::: Data for the task

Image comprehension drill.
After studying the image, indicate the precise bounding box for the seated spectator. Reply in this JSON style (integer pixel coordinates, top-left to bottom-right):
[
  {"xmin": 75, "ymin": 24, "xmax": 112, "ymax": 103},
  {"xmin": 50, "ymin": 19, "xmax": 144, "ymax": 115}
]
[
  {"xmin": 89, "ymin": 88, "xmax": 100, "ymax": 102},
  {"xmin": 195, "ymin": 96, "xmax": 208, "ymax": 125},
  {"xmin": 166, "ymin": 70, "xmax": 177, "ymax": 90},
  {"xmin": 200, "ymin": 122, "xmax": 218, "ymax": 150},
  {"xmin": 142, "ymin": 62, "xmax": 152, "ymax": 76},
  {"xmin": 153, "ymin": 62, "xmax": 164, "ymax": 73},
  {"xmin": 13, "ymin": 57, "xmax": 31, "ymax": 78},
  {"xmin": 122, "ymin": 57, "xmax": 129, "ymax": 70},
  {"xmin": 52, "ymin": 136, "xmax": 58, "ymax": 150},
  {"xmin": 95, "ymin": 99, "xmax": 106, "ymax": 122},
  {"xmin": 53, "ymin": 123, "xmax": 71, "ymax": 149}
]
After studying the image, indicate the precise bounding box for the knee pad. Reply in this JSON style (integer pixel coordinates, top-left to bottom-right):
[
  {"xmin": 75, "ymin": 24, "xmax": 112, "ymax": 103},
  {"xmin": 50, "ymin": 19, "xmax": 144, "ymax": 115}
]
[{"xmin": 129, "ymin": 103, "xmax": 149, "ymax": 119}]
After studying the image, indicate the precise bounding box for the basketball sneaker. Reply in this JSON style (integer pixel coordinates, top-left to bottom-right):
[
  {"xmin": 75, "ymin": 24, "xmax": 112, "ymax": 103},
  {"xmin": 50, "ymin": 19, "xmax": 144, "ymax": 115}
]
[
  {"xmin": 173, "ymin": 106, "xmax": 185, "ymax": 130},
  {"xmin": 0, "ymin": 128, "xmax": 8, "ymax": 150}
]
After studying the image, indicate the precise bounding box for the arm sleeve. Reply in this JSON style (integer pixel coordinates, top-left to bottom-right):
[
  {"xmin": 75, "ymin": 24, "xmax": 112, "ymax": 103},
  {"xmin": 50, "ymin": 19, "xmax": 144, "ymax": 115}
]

::::::

## Your instructions
Rewrite all of the records above with "precise" swapped for "exact" each time it appears, keeping every other part unchanged.

## Written response
Image comprehension drill.
After studying the image, indicate the exact bounding box for the seated spectator. Reply in this JSON style (integer pixel coordinates, top-left to bottom-right):
[
  {"xmin": 75, "ymin": 24, "xmax": 112, "ymax": 103},
  {"xmin": 50, "ymin": 19, "xmax": 144, "ymax": 115}
]
[
  {"xmin": 89, "ymin": 88, "xmax": 100, "ymax": 102},
  {"xmin": 195, "ymin": 96, "xmax": 208, "ymax": 125},
  {"xmin": 166, "ymin": 70, "xmax": 177, "ymax": 90},
  {"xmin": 200, "ymin": 122, "xmax": 218, "ymax": 150},
  {"xmin": 142, "ymin": 62, "xmax": 152, "ymax": 76},
  {"xmin": 153, "ymin": 62, "xmax": 164, "ymax": 73},
  {"xmin": 13, "ymin": 57, "xmax": 31, "ymax": 78},
  {"xmin": 122, "ymin": 57, "xmax": 129, "ymax": 70},
  {"xmin": 52, "ymin": 136, "xmax": 58, "ymax": 150},
  {"xmin": 95, "ymin": 99, "xmax": 106, "ymax": 122},
  {"xmin": 53, "ymin": 123, "xmax": 71, "ymax": 149}
]
After studying the image, indicate the exact bounding box for the knee pad. Reply in this JSON style (integer pixel coordinates, top-left to bottom-right):
[
  {"xmin": 75, "ymin": 24, "xmax": 112, "ymax": 103},
  {"xmin": 50, "ymin": 19, "xmax": 144, "ymax": 115}
]
[{"xmin": 129, "ymin": 103, "xmax": 149, "ymax": 119}]
After studying the image, indicate the exact bounding box for the basketball sneaker. Reply in this JSON style (integer pixel coordinates, top-left to bottom-right):
[
  {"xmin": 75, "ymin": 24, "xmax": 112, "ymax": 103},
  {"xmin": 50, "ymin": 19, "xmax": 144, "ymax": 115}
]
[
  {"xmin": 173, "ymin": 106, "xmax": 185, "ymax": 130},
  {"xmin": 0, "ymin": 128, "xmax": 8, "ymax": 150}
]
After studying the image, indicate the exact bounding box for the arm sleeve. Reply in this JSON style (integer pixel coordinates, top-left to bottom-right):
[
  {"xmin": 75, "ymin": 24, "xmax": 112, "ymax": 103},
  {"xmin": 50, "ymin": 19, "xmax": 144, "ymax": 115}
]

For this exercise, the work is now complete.